# vet near the border



## julie798 (Jun 13, 2007)

Hi

I will be traveling from Almeria to the tunnel and I need to find a vet somewere around the spanish/french border, preferably not to far off the motorway, i need my dog to get treated for the ticks etc, so if anyone could point me in the right direction, i would be gratefull, i prefer there, as i do not want to wait in Calais for 24 hours after seeing the vet, Thanks.

The weather here in Almeria is getting warm now, although there was the usual winds up until last week, but hopefully they are gone now


----------



## javea (Jun 8, 2007)

*Vet near border*

If you look up www.pagesjaune.fr and in the box which reads "Quoi" type in veterinaire and in the box which reads "Ou" type in the town that you would like to see it will give you a list of local vets.

It's a long haul from the border and personally, like an increasing number of other members, I use the vet in Forges les Eaux. Stop overnight at the excellent aire there and then drive about 140 miles to Calais. My worry has always been that vets far away from the North have probably not dealt with the completion of the passport before and it there is any error you WILL have problems when you try and book in. If you want more detail of this vet let me know.

- PARTS OF THE EXERCISE:
a: In the thread about finding a vet near the border, which town's vet does javea use?
b: List every town or city named in the thread about finding a vet near the border.
c: Pick up the thread about finding a vet near the border and continue it from where it stops.
The lines after this come from a separate source.

- DATASET ENTRIES:

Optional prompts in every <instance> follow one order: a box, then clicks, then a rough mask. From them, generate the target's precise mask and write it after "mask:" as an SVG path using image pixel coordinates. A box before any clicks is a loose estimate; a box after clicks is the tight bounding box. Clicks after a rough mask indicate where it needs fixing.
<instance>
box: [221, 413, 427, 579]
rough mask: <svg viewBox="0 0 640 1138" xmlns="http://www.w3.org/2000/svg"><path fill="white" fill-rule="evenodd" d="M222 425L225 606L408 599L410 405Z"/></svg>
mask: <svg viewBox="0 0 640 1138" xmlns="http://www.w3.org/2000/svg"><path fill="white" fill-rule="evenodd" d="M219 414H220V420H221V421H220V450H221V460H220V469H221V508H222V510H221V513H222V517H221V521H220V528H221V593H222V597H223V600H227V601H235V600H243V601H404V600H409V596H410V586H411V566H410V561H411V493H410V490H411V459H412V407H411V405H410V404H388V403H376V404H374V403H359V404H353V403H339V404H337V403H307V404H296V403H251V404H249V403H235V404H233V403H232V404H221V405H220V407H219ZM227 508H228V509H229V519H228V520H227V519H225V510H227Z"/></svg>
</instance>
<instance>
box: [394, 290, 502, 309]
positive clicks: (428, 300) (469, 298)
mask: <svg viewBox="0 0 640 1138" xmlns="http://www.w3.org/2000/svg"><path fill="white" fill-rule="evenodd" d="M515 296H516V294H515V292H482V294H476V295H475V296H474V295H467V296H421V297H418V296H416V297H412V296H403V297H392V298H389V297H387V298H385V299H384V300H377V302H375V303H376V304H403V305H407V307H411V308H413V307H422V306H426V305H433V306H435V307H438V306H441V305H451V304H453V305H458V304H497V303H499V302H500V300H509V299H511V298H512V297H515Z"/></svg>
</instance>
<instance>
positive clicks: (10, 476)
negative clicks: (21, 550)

- OUTPUTS IN ORDER:
a: Forges les Eaux

b: Almeria, Calais, Forges les Eaux

c:
----------



## Briarose (Oct 9, 2007)

Hi Julie great to see you posting.

I too used the vet in Forges les Eaux...........there is a good overnight aire there too, you will need to make appointment see my posts in the pet forum for the number and ask to speak to Patrick, as the receptionist doesn't speak english. He told me to ring 24 hours before. If I can help anymore just shout out Nette.

*Edit to add this place is approx a 2-3 hour drive from Calais and the vet is such a gentleman and speaks perfect english, also parking/walking to him is a few minutes away.........nice little town too.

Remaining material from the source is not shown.